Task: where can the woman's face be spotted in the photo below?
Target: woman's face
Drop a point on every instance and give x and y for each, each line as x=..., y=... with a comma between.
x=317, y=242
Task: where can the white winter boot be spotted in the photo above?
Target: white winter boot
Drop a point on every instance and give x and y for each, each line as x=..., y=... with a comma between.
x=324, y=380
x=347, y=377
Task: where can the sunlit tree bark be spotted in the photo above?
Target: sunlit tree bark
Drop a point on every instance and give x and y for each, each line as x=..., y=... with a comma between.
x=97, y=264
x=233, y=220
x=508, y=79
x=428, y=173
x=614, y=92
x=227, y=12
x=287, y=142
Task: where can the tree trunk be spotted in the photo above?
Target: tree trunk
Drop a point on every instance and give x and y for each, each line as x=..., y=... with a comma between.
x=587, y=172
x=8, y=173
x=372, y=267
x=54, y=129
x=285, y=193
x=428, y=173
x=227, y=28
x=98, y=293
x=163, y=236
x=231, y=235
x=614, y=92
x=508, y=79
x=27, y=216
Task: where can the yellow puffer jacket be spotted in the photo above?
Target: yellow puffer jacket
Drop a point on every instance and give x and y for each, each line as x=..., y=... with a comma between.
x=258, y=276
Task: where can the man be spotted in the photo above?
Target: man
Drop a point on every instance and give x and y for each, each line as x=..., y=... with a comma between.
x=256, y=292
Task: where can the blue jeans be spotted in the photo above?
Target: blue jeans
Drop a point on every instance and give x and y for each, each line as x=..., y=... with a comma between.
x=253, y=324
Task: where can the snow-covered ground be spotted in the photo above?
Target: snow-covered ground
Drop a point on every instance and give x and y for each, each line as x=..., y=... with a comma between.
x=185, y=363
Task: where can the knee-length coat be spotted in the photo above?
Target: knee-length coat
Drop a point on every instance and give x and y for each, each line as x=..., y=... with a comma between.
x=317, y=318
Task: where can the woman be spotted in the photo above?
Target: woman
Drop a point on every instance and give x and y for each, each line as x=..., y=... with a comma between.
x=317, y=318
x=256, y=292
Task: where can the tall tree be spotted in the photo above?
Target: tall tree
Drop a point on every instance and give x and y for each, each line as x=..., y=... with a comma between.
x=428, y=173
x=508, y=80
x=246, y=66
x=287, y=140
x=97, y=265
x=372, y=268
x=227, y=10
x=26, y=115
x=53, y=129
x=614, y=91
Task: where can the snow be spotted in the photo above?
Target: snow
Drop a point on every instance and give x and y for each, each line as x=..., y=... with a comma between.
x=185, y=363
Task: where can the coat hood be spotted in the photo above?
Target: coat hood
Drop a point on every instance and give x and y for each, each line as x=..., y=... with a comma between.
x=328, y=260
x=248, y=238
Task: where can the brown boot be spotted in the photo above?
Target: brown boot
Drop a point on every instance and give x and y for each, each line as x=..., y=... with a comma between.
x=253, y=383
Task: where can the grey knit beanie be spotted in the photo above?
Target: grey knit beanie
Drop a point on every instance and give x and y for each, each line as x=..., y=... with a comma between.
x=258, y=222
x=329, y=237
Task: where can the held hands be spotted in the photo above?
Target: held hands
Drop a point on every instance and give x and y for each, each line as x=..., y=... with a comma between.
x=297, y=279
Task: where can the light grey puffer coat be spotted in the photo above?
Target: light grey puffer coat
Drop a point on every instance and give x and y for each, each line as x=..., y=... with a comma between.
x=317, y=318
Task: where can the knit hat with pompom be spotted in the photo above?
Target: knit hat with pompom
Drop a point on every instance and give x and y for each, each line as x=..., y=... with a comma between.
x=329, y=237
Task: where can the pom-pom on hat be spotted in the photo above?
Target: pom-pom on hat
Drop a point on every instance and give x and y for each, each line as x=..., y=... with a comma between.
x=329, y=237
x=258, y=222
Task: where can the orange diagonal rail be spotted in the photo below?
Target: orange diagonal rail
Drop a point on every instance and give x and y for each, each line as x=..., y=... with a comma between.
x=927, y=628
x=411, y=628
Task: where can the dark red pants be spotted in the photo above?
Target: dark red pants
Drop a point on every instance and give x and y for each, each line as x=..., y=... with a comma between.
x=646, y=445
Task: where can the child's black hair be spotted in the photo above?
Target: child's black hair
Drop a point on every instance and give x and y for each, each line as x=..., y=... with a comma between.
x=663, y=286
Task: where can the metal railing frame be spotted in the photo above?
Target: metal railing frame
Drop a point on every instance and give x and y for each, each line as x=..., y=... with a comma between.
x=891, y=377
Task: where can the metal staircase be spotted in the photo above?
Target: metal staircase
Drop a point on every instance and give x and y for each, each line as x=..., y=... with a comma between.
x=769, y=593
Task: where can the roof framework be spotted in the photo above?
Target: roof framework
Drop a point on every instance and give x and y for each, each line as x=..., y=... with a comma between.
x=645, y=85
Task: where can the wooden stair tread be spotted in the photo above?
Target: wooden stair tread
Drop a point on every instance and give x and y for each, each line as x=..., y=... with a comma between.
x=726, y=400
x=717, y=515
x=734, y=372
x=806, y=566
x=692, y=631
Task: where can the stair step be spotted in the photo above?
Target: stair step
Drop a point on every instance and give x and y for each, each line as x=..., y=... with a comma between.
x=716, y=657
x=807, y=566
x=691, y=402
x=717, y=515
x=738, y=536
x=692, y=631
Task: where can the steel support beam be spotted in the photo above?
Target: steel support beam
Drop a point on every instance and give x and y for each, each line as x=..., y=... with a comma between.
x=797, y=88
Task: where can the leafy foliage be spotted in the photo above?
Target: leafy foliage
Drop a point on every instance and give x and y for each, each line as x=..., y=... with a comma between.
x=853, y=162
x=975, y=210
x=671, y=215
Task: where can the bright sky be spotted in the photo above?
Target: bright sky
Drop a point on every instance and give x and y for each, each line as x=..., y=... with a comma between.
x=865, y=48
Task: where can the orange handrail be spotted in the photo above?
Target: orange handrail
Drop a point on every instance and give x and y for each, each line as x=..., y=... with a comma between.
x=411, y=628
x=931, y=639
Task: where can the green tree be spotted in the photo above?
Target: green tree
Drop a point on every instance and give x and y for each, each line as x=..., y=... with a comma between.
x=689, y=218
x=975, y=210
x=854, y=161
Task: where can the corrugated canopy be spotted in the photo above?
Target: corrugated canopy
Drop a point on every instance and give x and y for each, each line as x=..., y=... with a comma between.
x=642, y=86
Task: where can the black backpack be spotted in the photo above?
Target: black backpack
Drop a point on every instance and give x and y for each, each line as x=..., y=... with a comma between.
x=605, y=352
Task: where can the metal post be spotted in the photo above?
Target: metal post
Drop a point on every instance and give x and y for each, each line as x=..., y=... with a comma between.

* [PROBLEM TO SOLVE]:
Would you print exactly and only the lines of the material above that run from the line with "Target: knee-length coat" through the line with "Target: light grey puffer coat", both included?

* [ANSWER]:
Target: knee-length coat
Drop a point on every instance and give x and y for each, each line as x=..., y=... with a comma between.
x=317, y=318
Task: where can the woman be spotted in the photo above?
Target: woman
Drop a point on every instance and give x and y for each, each line as x=..., y=... with a comma between.
x=317, y=318
x=256, y=292
Task: where can the tall tree be spotted in the photo above?
Target: tall tree
Drop a point on every instance and give x and y for each, each line as x=..., y=... with a comma between.
x=428, y=173
x=508, y=80
x=246, y=66
x=287, y=140
x=97, y=265
x=372, y=268
x=227, y=10
x=26, y=115
x=53, y=129
x=614, y=91
Task: where can the snow be spotted in the photo above?
Target: snow
Drop a point on every instance and give x and y for each, each line as x=..., y=... with a comma between.
x=185, y=363
Task: where can the coat hood be spotted in the photo above?
Target: coat hood
Drop a point on every instance and give x and y for each, each line as x=..., y=... with a comma between.
x=328, y=260
x=248, y=238
Task: where can the brown boot be spotted in the photo above?
Target: brown boot
Drop a point on every instance and give x and y for each, each line as x=..., y=... with a comma between.
x=253, y=383
Task: where can the grey knit beanie be spotted in the photo above?
Target: grey knit beanie
Drop a point on every instance and give x and y for each, each line as x=..., y=... with a comma between.
x=258, y=222
x=329, y=237
Task: where can the held hands be spotted in the photo above?
Target: held hands
Drop a point on every instance and give x and y for each, each line as x=..., y=... with a comma between.
x=297, y=279
Task: where can the light grey puffer coat be spotted in the photo above?
Target: light grey puffer coat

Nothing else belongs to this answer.